(Quoted passage):

+--

Officer Jhonathan Perez drove his police cruiser at top speeds of 67 miles per hour “before turning off his emergency equipment and slowing his car,” city attorney Margaret Mendenhall Casey said. But seconds later, the Volkswagen sped into the intersection at Damen and Grand avenues, where it crashed into another car.

Raggs, also named in Jones’ lawsuit, was sentenced to three years in prison for the crash and charges related to a gun found in his car. Jones suffered catastrophic brain injuries, according to his attorneys.

“Nathen is nonverbal, cannot dress or bathe independently and requires assistance for all activities. He wears diapers and is fed through a feeding tube,” Mendenhall Casey said.

CPD vehicle chase policies do not allow officers to pursue drivers for minor traffic offenses. Perez, who remains on active duty, later testified that the chase violated department policy. The city would likely be required to pay for all of Jones’ lifetime medical expenses if it were found at all responsible for the crash in court, Mendenhall Casey said.

No amount of money can turn Jones back into the happy, healthy 15-year-old he was before the crash, his mother, Erika Boyd, said at a news conference later Monday. Her days are now defined by her son’s complex needs, she said.

“This is going to be the rest of our lives,” Boyd said. “Just a simple, ‘Hey mom, how was your day?’ — I’ll never be able to get that again.”

The city would likely be forced to pay much more than the $45 million settlement if the case went to trial, said attorney Patrick Salvi Jr. of the family’s law firm, Salvi Schostok & Pritchard. The high price, which Salvi said he believes will become the largest police settlement in Chicago’s history Wednesday, shows how important it is that policies like the “no chase” rules are followed.

“These are rules that have been written in blood,” he said.

If approved by the full City Council, the settlement would compel the city to pay $20 million and its insurer to pay $25 million. Aldermen also advanced expensive settlements Monday in two additional lawsuits involving Chicago police.

+--

(Data):
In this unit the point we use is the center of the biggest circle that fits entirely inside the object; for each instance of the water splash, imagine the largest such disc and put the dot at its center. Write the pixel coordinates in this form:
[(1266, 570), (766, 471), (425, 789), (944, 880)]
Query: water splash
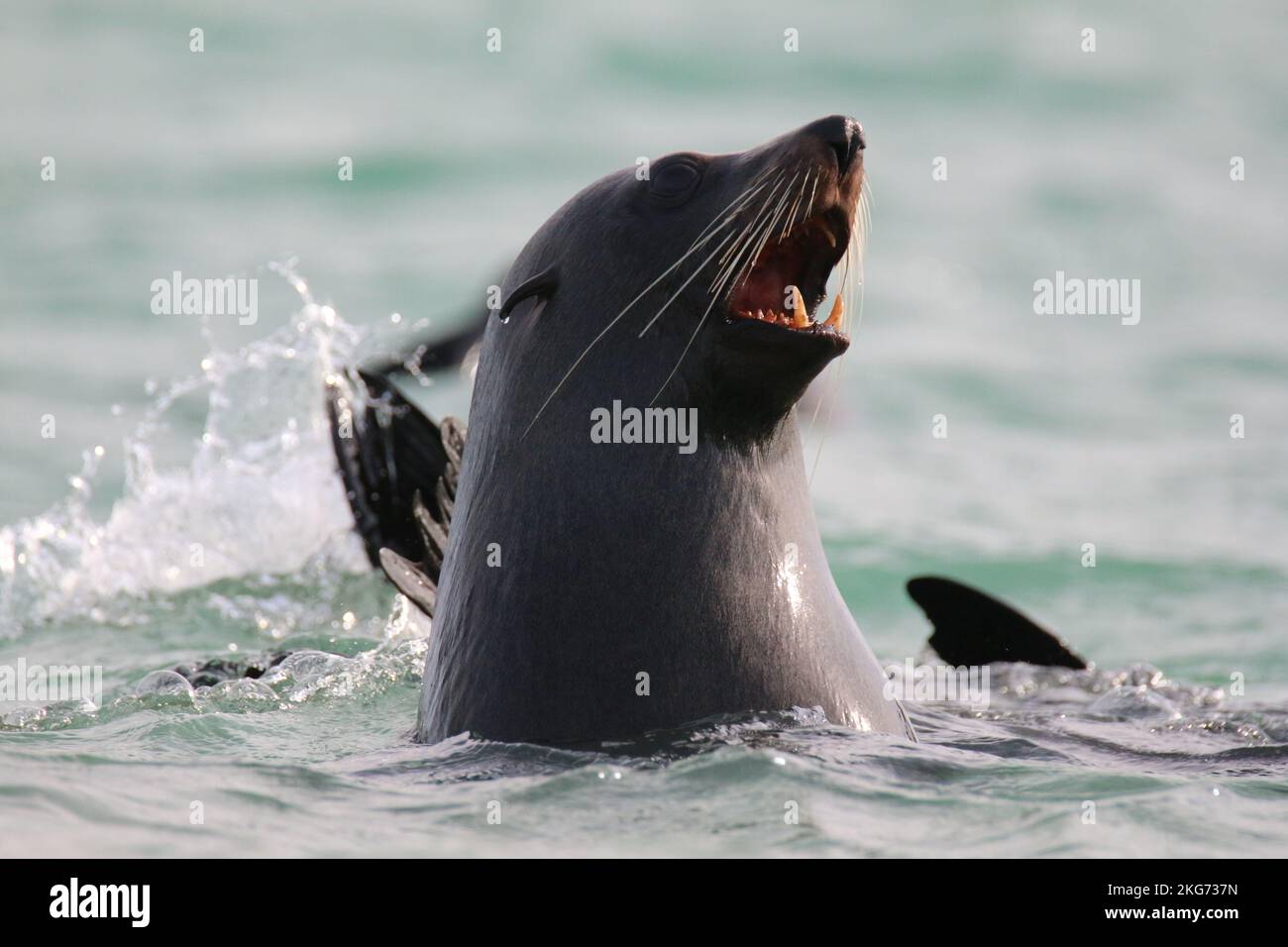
[(257, 493)]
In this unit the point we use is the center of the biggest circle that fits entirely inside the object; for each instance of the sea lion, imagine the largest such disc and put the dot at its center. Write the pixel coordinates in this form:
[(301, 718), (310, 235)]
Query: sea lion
[(584, 589)]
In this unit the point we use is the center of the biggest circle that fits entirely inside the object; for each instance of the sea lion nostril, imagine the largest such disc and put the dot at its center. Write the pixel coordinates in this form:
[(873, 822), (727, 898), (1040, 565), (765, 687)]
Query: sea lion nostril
[(842, 136)]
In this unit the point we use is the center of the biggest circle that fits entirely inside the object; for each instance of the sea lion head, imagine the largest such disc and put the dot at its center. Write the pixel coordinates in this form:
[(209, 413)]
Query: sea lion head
[(698, 282)]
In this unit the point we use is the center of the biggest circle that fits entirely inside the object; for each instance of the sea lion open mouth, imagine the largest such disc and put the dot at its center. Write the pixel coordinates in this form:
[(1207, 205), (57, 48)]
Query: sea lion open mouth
[(787, 283)]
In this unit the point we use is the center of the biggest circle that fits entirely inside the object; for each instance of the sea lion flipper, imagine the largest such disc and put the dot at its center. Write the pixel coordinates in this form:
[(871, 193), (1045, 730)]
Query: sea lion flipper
[(386, 451), (973, 628), (410, 579)]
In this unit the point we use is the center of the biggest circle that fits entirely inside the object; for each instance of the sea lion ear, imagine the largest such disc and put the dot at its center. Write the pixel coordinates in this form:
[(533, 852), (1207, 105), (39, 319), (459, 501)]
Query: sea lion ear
[(542, 285)]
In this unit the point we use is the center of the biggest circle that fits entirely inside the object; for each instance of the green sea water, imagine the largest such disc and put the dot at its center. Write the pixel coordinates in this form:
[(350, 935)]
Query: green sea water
[(1063, 431)]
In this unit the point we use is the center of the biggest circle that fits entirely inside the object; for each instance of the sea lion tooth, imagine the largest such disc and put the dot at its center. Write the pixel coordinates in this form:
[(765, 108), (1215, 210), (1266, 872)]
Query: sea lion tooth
[(837, 312)]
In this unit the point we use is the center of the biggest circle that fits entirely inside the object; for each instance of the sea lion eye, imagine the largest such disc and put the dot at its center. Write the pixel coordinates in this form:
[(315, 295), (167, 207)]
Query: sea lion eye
[(675, 179)]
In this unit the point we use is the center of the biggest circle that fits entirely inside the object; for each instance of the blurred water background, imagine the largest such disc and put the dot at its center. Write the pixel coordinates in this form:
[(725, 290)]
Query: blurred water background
[(1063, 429)]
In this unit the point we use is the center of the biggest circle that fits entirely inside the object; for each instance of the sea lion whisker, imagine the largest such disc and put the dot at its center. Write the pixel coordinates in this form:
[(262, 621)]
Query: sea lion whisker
[(674, 295), (735, 253), (754, 219), (791, 217), (614, 321), (741, 200), (721, 294)]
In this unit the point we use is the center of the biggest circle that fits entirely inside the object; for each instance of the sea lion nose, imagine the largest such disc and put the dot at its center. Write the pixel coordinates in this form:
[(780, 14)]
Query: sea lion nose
[(842, 134)]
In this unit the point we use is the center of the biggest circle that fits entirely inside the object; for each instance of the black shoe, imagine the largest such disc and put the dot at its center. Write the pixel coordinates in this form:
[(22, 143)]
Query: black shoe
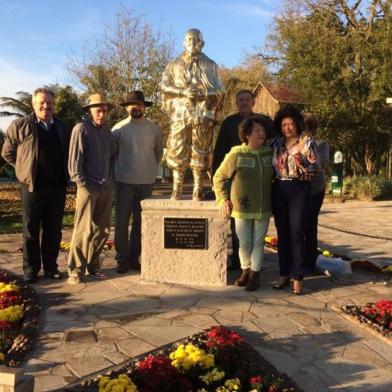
[(30, 278), (233, 263), (97, 274), (53, 274), (135, 265), (122, 268), (282, 284)]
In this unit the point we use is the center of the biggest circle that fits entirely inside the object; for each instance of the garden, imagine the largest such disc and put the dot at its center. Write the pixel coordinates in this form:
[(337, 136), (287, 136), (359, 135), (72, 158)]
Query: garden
[(19, 316), (217, 359)]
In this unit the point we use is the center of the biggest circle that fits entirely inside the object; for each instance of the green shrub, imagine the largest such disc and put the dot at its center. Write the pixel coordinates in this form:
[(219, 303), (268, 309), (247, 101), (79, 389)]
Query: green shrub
[(367, 188)]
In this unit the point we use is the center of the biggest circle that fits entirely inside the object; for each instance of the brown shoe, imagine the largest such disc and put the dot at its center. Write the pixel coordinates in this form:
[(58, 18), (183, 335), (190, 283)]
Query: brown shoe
[(242, 280), (297, 287), (253, 281)]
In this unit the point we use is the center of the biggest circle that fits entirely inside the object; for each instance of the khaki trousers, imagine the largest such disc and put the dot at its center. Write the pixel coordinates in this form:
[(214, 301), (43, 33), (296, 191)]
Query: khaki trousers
[(189, 145), (91, 229)]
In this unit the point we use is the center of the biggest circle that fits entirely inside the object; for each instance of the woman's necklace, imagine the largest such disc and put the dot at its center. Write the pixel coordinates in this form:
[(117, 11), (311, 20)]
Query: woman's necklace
[(290, 143)]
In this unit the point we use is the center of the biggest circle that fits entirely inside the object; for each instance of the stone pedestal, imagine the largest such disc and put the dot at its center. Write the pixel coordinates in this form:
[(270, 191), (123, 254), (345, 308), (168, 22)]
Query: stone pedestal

+--

(Complete the following):
1. Transcribe the part of the police chase settlement article starting with "CPD vehicle chase" and going on through "court, Mendenhall Casey said.".
2. Write the next part of the police chase settlement article, picking up after its final sentence.

(Replies):
1.
CPD vehicle chase policies do not allow officers to pursue drivers for minor traffic offenses. Perez, who remains on active duty, later testified that the chase violated department policy. The city would likely be required to pay for all of Jones’ lifetime medical expenses if it were found at all responsible for the crash in court, Mendenhall Casey said.

2.
The Finance Committee advanced in a 21-4 vote a $2.25 million settlement for the family of Roshad McIntosh. McIntosh was fatally shot by police in 2014 after fleeing from officers who had responded to a tip about possible illegal guns. McIntosh’s mother alleged in a federal lawsuit her son was surrendering and unarmed when he was shot and that police misconduct in the shooting had been hidden by a “code of silence.”

Police said McIntosh, then 19, pointed a gun at an officer before he was shot, but CPD reopened its investigation into the shooting in November 2017 after surveillance video showed testifying officers weren’t as close to the shooting as they had said — an inconsistency that led to one officer’s resignation. Police at the time said they recovered a loaded 9mm pistol near his body, though an Illinois State Police inspection found no usable fingerprints. McIntosh’s mother claimed the gun was planted.

Council members also approved a $5.5 million settlement for Ricardo Rodriguez, a man who spent decades in prison for what his attorneys say was a wrongful conviction for a 1991 shooting murder.

In a federal lawsuit, Rodriguez accused disgraced former Chicago police Detective Reynaldo Guevara of extracting a false confession using physical and psychological abuse during an interrogation, while having no physical evidence to link Rodriguez to the crime.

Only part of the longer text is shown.